> **Goal**: Find "Annotate the white t-shirt" in the material below, then copy that line and every subsequent line to the end, exactly.

> **Material for the task**:

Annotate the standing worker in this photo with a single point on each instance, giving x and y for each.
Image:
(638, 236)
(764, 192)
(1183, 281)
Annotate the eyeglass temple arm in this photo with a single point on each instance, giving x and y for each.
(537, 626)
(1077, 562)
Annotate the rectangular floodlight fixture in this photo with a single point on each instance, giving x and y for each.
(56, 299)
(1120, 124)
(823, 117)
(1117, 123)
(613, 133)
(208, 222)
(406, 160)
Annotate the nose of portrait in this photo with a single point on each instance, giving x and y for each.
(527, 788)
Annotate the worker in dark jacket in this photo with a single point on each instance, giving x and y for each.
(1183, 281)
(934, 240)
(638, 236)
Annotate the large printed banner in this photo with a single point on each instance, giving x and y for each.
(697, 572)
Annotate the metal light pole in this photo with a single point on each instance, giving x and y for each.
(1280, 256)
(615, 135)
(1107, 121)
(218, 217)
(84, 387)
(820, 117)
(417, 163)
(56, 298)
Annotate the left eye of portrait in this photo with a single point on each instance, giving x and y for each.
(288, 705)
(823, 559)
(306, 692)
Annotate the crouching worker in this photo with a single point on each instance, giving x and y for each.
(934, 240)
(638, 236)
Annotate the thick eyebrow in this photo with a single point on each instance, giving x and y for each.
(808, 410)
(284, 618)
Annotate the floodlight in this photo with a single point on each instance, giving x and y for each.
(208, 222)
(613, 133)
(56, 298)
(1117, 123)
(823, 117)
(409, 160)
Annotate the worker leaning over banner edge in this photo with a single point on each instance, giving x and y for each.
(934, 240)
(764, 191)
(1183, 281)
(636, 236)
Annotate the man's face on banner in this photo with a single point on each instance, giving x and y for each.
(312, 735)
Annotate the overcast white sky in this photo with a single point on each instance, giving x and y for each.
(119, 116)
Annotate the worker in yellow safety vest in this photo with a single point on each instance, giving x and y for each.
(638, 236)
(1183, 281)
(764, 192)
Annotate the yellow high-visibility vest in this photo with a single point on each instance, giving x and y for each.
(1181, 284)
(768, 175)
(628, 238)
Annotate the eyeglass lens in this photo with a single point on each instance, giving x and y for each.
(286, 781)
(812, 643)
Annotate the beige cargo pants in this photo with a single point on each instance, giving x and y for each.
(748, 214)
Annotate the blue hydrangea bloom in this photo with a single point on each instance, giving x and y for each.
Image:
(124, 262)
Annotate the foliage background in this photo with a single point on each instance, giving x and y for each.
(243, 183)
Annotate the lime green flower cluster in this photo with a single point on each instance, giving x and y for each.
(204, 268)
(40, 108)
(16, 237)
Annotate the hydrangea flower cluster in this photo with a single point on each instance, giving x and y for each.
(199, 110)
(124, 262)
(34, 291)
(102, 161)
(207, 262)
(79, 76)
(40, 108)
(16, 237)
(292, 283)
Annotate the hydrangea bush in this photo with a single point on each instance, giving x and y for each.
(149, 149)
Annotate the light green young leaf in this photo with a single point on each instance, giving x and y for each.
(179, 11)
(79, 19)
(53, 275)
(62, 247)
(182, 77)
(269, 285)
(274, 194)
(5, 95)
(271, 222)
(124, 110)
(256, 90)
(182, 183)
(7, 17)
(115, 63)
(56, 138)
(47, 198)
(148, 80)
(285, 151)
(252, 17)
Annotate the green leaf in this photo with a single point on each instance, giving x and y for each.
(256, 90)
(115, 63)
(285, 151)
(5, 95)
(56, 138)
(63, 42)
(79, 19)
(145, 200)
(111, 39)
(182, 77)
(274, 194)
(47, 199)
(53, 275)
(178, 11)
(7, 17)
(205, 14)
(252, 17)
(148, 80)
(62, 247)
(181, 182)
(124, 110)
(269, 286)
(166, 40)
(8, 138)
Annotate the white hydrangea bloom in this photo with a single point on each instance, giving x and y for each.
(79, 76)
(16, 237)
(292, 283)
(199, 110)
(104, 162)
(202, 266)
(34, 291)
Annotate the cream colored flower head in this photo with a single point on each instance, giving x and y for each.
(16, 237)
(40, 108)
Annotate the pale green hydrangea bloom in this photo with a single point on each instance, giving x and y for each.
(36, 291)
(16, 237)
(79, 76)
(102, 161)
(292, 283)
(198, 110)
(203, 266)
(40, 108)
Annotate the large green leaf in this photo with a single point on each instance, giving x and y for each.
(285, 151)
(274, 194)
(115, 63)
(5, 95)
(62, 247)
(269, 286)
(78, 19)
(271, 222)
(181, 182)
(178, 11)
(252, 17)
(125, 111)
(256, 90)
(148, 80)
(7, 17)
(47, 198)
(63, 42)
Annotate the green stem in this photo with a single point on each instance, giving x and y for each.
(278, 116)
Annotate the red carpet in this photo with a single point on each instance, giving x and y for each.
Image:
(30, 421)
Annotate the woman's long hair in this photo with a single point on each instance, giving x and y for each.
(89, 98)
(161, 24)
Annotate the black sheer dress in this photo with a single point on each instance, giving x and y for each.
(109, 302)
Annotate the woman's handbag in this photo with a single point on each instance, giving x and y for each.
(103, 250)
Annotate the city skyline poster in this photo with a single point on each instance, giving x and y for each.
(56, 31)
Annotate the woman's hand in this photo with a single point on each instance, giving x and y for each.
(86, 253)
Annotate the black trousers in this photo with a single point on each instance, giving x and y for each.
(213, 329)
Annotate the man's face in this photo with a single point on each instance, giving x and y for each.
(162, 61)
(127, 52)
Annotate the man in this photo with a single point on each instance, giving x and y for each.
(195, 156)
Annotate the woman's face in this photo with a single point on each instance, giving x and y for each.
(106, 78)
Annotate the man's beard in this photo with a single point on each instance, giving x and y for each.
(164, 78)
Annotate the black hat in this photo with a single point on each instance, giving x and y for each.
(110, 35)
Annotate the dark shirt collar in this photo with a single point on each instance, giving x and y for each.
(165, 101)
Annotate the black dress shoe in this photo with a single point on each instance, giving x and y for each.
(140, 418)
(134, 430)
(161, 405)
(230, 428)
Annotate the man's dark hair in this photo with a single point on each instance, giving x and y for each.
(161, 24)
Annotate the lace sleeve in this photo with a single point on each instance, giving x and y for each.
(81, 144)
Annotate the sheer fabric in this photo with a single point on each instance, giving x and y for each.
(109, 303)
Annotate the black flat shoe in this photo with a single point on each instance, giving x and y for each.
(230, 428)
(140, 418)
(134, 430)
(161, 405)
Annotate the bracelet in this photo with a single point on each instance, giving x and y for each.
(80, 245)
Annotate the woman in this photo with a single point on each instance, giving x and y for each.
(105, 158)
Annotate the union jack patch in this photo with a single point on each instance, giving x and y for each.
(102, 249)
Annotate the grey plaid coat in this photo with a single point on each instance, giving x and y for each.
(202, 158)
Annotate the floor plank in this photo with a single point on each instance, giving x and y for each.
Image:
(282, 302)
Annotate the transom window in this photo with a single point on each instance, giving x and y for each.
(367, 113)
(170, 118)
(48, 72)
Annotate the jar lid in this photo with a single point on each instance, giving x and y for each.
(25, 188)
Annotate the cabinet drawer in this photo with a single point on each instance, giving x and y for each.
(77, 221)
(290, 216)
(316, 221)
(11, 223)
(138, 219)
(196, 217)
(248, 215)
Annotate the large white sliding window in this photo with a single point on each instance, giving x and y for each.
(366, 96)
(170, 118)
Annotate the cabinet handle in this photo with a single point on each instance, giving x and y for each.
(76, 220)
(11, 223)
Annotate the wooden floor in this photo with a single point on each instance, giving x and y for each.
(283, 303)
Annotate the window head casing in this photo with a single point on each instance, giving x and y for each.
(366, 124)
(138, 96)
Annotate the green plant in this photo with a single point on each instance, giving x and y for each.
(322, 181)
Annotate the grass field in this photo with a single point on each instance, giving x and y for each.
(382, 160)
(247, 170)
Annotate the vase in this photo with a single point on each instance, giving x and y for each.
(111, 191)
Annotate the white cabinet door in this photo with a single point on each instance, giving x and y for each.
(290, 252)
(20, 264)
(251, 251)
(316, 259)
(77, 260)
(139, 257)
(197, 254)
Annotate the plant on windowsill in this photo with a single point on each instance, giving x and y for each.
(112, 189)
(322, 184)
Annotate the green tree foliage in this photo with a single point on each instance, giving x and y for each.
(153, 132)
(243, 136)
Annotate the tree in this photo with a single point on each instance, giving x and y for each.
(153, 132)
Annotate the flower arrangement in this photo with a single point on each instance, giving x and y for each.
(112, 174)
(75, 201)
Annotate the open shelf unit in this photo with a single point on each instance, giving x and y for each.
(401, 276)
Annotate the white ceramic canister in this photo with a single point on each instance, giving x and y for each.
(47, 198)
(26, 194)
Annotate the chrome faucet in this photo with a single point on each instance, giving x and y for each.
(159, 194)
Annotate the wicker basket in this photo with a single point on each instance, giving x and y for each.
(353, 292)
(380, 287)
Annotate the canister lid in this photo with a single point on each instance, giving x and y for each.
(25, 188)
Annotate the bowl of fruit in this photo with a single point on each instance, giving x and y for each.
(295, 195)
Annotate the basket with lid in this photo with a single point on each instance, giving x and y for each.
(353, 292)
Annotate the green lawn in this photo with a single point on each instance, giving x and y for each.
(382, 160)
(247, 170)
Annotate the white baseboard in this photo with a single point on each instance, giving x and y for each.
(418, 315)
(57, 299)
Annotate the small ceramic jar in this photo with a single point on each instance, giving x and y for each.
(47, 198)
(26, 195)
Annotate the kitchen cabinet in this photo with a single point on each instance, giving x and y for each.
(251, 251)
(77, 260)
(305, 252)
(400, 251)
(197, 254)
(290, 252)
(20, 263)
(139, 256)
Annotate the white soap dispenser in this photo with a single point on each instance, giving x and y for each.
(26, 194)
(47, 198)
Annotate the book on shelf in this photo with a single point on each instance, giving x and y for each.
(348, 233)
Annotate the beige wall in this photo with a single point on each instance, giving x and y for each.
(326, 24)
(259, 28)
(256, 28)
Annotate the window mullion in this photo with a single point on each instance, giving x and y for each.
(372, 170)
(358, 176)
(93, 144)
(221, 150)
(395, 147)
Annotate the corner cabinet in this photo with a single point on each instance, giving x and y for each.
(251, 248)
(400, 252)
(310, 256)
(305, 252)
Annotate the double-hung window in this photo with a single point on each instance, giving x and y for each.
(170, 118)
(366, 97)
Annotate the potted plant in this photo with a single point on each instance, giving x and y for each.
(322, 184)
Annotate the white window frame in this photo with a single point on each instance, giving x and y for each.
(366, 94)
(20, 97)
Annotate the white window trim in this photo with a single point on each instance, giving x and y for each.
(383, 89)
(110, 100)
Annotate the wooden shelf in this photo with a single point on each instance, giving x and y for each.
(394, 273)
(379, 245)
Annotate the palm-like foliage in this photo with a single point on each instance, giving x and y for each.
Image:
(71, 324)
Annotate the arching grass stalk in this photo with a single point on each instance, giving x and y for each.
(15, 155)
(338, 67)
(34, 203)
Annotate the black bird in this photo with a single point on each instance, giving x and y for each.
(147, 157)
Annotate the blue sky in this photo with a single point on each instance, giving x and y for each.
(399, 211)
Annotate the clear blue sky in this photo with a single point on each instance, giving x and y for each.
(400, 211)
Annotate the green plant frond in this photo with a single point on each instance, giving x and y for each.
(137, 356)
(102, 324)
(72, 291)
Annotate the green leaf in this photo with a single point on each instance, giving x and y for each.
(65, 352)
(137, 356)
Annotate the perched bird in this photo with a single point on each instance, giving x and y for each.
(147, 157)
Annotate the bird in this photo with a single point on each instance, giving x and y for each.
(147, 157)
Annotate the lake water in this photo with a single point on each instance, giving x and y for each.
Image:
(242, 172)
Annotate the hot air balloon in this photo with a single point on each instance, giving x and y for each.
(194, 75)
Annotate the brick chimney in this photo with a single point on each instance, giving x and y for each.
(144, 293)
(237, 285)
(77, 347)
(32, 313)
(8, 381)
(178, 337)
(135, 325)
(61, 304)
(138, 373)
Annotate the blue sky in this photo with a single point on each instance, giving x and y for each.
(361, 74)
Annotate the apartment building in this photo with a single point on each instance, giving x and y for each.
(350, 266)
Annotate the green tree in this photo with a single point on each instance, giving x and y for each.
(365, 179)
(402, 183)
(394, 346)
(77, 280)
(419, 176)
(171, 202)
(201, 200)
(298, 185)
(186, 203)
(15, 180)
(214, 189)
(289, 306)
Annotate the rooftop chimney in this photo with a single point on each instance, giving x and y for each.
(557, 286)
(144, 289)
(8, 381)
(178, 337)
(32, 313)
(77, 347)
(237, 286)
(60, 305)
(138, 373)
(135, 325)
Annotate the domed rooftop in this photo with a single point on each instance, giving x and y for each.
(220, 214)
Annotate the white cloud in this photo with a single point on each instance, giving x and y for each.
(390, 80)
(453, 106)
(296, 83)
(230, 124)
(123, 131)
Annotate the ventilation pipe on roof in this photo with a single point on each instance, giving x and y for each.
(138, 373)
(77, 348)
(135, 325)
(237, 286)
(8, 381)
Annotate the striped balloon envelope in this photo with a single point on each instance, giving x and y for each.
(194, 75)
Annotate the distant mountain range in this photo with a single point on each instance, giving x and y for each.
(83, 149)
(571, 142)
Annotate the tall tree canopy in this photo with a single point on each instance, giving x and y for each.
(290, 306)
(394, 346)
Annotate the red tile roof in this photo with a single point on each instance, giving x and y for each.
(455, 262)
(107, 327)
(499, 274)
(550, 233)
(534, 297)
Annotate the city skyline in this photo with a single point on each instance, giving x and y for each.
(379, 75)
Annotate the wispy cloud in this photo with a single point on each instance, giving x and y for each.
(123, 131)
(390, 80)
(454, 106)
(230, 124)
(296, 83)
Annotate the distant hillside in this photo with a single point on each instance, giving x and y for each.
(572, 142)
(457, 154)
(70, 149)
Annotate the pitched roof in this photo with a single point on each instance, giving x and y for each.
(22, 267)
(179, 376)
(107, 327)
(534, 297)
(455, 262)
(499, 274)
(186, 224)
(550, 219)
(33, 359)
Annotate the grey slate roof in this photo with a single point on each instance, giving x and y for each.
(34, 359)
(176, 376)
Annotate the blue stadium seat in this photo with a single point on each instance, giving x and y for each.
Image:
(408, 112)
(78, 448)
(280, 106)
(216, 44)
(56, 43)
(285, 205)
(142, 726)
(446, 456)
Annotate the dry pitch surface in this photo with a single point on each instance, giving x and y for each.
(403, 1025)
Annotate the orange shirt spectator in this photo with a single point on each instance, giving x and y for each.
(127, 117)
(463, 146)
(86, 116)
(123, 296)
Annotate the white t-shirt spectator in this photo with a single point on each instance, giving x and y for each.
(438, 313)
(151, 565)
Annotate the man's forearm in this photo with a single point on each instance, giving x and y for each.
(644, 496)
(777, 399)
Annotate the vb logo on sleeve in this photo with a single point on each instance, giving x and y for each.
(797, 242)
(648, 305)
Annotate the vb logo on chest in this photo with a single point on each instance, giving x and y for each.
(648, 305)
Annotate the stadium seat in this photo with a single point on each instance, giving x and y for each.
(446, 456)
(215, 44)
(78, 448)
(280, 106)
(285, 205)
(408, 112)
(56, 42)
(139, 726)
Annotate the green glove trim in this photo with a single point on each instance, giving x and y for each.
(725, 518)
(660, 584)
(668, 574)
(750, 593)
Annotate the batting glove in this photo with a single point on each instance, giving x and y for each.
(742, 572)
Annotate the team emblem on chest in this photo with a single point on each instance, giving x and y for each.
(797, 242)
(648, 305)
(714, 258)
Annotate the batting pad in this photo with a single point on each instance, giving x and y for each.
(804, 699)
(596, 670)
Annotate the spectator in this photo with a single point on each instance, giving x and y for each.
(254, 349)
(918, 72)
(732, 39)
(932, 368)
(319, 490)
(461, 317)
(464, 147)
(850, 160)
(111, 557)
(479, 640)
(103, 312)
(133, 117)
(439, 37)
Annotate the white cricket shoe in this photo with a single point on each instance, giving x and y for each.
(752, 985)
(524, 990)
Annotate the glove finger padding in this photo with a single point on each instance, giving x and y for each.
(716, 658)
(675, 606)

> **Solved problem**:
Annotate the white t-shirt spectator in this photo with a single point on each instance, giving x and y for each.
(438, 313)
(151, 565)
Annotate the man's forearm in this photo with a single point on each instance, giving x and y for each.
(644, 496)
(777, 399)
Annotate the vb logo on sleeve in this photo with a single point on each instance, giving x and y for each.
(797, 242)
(648, 305)
Annotate the vb logo on chest in this photo with a single point on each instance, giving x and y for each.
(648, 305)
Annotate the stadium seat in this photo with a single point on each instance, giving x and y for each.
(446, 456)
(215, 44)
(78, 448)
(280, 106)
(285, 205)
(408, 112)
(56, 42)
(139, 726)
Annotate the green glove trim in this photo with a single point on each instance, giving x and y for each.
(725, 518)
(660, 584)
(668, 574)
(750, 593)
Annotate the batting glove in this photo with a single point on each instance, giving x and y for each.
(742, 572)
Annotate the team emblem on chest in this photo with a single point on each instance, giving x and y for each.
(797, 242)
(648, 305)
(714, 258)
Annotate the batting pad in this photo with a single point on each instance, giving x and y for each.
(804, 699)
(596, 670)
Annotate the spectator in this photo with a single point on each instance, giving x and y for each.
(254, 349)
(918, 72)
(732, 39)
(932, 368)
(319, 490)
(461, 317)
(464, 147)
(850, 160)
(111, 557)
(479, 640)
(103, 312)
(133, 117)
(439, 37)
Annotate the white cricket shoe in this photo with a single point on each instance, giving x and y for each.
(752, 985)
(524, 990)
Annotate the glove finger padding in this photo with a single point on each instance, giving x and y for each.
(716, 658)
(675, 606)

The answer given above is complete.